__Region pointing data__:
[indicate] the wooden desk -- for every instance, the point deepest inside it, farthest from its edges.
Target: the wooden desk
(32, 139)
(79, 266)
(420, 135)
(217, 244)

__Directions for this task__:
Retype each line above exactly as written.

__Result for this exercise__:
[indicate] the wooden desk -- for every instance, the point deepest inside it, farthest from its edges.
Target: the wooden desk
(32, 139)
(79, 266)
(420, 135)
(217, 244)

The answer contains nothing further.